■ Task statement
Rewrite the material below, changing "tulip leaf" to "tulip stem" and leaving everything else as it is.

[start Dataset content]

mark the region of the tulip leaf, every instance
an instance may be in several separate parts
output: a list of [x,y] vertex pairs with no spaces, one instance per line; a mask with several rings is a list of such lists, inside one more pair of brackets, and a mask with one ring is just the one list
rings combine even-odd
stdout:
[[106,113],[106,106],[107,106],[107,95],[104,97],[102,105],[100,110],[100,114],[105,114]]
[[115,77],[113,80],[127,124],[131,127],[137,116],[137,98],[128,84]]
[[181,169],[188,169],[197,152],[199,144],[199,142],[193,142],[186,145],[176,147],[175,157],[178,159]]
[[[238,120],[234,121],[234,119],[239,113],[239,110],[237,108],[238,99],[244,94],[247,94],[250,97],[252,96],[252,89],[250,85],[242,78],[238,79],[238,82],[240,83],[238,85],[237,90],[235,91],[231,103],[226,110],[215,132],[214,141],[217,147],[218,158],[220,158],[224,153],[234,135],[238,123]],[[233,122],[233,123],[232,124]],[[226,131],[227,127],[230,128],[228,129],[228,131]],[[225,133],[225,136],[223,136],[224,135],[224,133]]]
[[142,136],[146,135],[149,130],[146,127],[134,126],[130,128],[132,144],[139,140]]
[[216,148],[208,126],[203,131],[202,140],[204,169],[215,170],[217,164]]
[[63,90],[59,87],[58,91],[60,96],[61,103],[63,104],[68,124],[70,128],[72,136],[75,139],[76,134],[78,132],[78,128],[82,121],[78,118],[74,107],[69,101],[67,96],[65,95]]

[end Dataset content]

■ Solution to the problem
mark the region of the tulip stem, every instance
an instance may be in several separate parts
output: a list of [x,y] vertex pairs with no spaces, one instance per line; a mask with several rings is a list of such lists, inside one more pair of brackets, and a mask with one ring is just the one list
rings combine even-odd
stdout:
[[106,113],[106,106],[107,106],[107,95],[104,97],[102,105],[100,110],[100,114],[105,114]]
[[115,77],[113,80],[127,124],[131,127],[137,116],[137,98],[128,84]]
[[181,169],[188,169],[197,152],[199,144],[199,142],[193,142],[186,145],[176,147],[175,157],[178,159]]
[[[238,120],[234,121],[234,119],[239,113],[239,110],[237,108],[238,99],[244,94],[247,94],[250,97],[252,96],[252,89],[250,85],[242,78],[238,79],[238,82],[240,83],[238,85],[237,90],[235,91],[231,103],[226,110],[215,132],[214,141],[217,147],[218,158],[220,158],[224,153],[234,135],[238,123]],[[233,122],[233,123],[232,124]],[[226,131],[227,127],[230,128],[228,129],[228,131]],[[225,133],[225,136],[223,136],[224,135],[224,133]]]
[[142,136],[146,135],[149,130],[146,127],[134,126],[130,128],[132,144],[139,140]]
[[216,148],[208,126],[203,131],[202,140],[204,169],[215,170],[217,164]]
[[63,90],[59,87],[58,91],[60,96],[61,103],[63,104],[68,124],[70,128],[72,136],[75,139],[76,134],[78,132],[78,128],[82,121],[78,118],[74,107],[69,101],[67,96],[65,95]]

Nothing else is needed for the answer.